[Object location annotation data]
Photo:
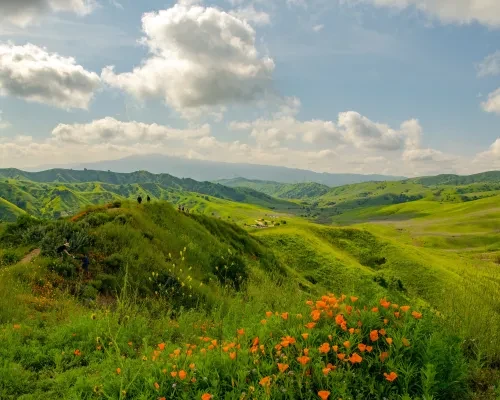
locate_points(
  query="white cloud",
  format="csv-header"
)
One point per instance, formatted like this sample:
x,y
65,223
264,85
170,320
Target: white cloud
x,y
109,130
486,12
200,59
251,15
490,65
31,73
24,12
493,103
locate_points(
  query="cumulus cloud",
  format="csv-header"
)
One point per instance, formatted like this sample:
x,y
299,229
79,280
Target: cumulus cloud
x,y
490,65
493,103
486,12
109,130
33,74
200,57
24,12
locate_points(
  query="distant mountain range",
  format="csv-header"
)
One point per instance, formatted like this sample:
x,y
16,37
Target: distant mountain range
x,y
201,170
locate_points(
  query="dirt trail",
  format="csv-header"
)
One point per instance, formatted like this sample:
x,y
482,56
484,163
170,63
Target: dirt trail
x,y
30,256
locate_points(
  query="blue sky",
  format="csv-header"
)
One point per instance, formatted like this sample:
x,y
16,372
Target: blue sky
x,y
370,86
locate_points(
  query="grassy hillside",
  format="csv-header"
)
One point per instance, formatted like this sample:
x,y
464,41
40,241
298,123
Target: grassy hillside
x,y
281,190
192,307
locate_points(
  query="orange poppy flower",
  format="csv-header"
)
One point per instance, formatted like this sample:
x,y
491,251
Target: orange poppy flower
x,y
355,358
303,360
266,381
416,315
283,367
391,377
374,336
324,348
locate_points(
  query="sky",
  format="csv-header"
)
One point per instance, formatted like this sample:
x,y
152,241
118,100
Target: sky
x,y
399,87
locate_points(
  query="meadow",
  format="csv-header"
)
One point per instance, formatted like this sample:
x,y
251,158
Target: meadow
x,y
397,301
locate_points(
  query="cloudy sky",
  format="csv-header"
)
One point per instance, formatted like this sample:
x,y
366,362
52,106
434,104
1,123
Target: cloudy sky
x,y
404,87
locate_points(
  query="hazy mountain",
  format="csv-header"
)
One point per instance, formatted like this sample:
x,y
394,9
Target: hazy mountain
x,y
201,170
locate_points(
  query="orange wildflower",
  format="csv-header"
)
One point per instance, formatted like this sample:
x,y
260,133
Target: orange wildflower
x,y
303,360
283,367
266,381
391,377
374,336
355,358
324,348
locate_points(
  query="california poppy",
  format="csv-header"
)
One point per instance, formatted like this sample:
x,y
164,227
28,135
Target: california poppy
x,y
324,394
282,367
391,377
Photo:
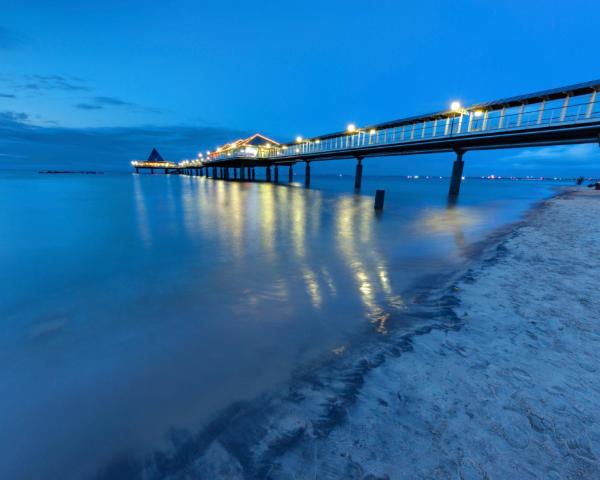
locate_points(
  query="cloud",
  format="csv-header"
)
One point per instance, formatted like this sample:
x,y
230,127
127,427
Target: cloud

DO THIS >> Go through the entries above and output them exactly, without pictures.

EXERCISE SOLUTION >>
Photo:
locate_points(
  query="white cloud",
  format="csv-header"
)
One point per instance, formatted like this sample:
x,y
65,223
264,85
170,320
Target: white cloud
x,y
109,130
486,12
200,59
251,15
490,65
31,73
24,12
493,103
locate_points(
  query="cumulus cloud",
  format="csv-header"
)
One point per instance, formatted like this sample:
x,y
299,229
79,280
Target: cumulus cloud
x,y
490,65
493,103
486,12
109,130
33,74
200,57
24,12
locate_points(
  query="distant mountain range",
  format="csv-header"
)
One point per instance, formatted like this sample:
x,y
16,37
Target: distant mountain range
x,y
201,170
locate_points(
  query="dirt trail",
  format="csv-header"
)
One point per instance, formatted like this sample:
x,y
482,56
484,163
170,63
Target: dirt trail
x,y
30,256
locate_points(
  query="blue sky",
  format="csv-header"
)
One point per instance, formatted like this sample:
x,y
16,372
Target: blue sky
x,y
370,86
locate_points(
  query="grassy hillside",
  format="csv-header"
)
One point per instance, formatted like this sample:
x,y
464,41
40,241
298,123
Target: grassy hillside
x,y
281,190
192,307
locate_points(
  query="orange poppy flower",
  format="csv-header"
)
One point per instance, formatted like this sample:
x,y
491,251
Target: orange poppy flower
x,y
355,358
303,360
266,381
416,315
283,367
391,377
374,336
324,348
locate_points(
  query="sky",
  format="csv-header"
)
One point per instance, formatted like this sample:
x,y
152,241
118,100
Target: sky
x,y
399,87
locate_points(
  query="meadow",
  format="csv-header"
)
One point per instance, formatted like this sample:
x,y
251,158
Target: meadow
x,y
397,301
locate_points(
  query="cloudy sky",
  format="csv-header"
)
One point per instance, formatted like this sample:
x,y
366,362
52,106
434,104
1,123
Target: cloudy sky
x,y
404,87
locate_points(
  query="hazy mountain",
  format="csv-header"
)
One point per instance, formatted like this sample:
x,y
394,9
Target: hazy mountain
x,y
201,170
locate_points(
  query="orange wildflower",
  format="csv-header"
)
One point per instance, formatted like this sample:
x,y
260,133
Target: orange wildflower
x,y
303,360
283,367
266,381
391,377
374,336
355,358
324,348
locate_points(
  query="california poppy",
  format="csv-header"
)
One point per instance, formatted like this sample:
x,y
164,227
28,135
Target: california poppy
x,y
324,394
282,367
391,377
Photo:
locate_points(
  query="cloud",
  format="csv-header"
)
One point per instance, formatted like this sample:
x,y
230,127
127,427
Target: cloud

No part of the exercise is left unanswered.